Your task → Pick out each line in the listing below that contains the word "cane", and copy those lines.

(Items stored from a collection)
—————
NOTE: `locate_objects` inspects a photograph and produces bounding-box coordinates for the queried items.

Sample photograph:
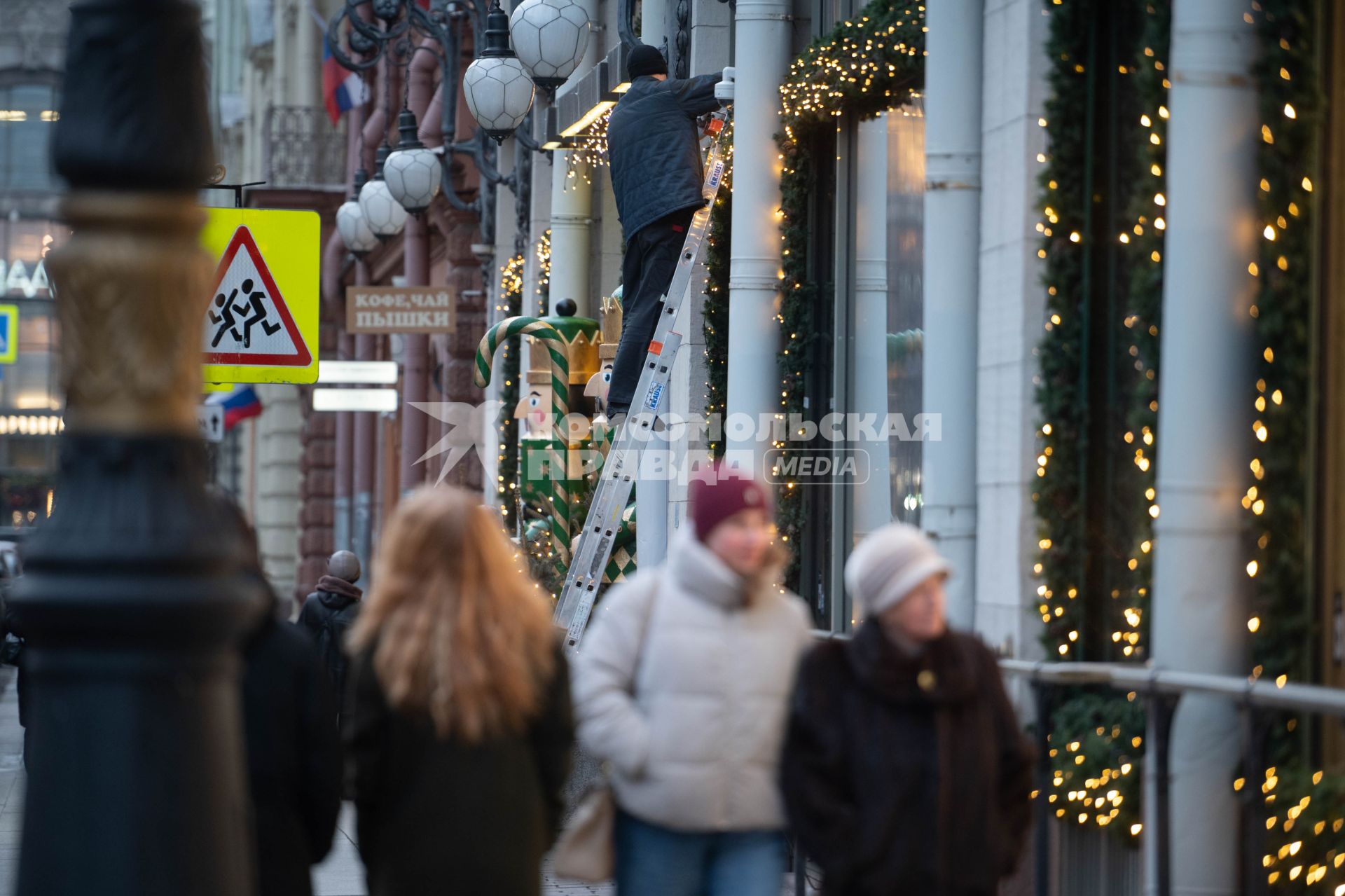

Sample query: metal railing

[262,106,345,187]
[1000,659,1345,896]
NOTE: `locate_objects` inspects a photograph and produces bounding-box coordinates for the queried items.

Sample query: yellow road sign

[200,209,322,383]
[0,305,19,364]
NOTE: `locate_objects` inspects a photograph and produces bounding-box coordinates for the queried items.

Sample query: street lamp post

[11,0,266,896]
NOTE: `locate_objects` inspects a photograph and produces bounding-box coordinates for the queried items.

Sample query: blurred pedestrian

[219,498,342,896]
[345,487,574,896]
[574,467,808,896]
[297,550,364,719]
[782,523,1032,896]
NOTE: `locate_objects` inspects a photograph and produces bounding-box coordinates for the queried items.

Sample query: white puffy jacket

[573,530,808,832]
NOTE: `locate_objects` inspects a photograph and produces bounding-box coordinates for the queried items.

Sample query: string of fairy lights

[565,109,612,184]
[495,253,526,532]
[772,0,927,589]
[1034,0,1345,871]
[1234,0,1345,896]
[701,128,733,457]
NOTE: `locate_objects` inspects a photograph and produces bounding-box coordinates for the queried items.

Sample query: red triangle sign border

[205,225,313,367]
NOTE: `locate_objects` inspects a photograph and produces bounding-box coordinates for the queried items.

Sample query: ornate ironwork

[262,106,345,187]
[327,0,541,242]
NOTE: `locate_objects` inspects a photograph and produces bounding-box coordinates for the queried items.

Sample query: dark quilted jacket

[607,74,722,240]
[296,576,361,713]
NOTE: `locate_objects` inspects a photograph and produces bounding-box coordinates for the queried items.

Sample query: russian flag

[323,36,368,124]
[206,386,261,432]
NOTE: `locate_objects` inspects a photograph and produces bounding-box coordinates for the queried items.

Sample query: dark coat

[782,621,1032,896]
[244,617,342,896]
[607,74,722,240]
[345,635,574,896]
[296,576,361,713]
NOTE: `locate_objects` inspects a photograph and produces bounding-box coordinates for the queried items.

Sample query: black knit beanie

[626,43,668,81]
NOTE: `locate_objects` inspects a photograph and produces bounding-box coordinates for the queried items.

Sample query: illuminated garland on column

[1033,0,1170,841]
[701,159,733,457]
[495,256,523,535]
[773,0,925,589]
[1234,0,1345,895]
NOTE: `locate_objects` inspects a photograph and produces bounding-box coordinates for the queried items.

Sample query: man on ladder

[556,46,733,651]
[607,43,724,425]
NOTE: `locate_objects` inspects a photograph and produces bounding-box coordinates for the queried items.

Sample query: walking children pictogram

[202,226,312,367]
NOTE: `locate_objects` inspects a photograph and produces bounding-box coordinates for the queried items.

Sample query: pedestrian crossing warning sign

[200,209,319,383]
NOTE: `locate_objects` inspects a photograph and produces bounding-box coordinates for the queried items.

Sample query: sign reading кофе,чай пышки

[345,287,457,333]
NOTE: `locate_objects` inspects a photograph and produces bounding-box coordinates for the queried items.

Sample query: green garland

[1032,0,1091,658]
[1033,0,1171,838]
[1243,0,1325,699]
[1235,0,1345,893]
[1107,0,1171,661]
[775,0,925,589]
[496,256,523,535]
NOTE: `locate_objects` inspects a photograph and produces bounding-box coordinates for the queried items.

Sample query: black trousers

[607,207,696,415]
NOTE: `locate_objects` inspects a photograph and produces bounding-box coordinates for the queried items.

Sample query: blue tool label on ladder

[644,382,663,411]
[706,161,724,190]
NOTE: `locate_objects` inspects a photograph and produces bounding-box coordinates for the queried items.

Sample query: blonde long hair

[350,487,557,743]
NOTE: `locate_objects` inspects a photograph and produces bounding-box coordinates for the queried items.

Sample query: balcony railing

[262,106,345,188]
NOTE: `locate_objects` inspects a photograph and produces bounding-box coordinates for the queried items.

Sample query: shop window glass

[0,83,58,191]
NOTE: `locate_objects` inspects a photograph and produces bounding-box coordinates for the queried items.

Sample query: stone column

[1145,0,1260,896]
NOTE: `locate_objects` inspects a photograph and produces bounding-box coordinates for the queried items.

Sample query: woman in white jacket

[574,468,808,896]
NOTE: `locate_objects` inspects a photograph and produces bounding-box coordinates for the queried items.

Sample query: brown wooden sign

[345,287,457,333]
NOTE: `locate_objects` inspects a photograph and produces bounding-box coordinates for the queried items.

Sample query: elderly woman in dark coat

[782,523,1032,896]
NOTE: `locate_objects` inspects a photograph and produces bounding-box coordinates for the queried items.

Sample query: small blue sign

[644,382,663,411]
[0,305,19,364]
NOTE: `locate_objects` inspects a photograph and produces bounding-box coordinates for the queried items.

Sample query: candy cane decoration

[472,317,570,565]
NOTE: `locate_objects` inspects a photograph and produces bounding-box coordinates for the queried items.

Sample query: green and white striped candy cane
—————
Task response →
Sample query: candy cane decoration
Sample query: green and white striped candy cane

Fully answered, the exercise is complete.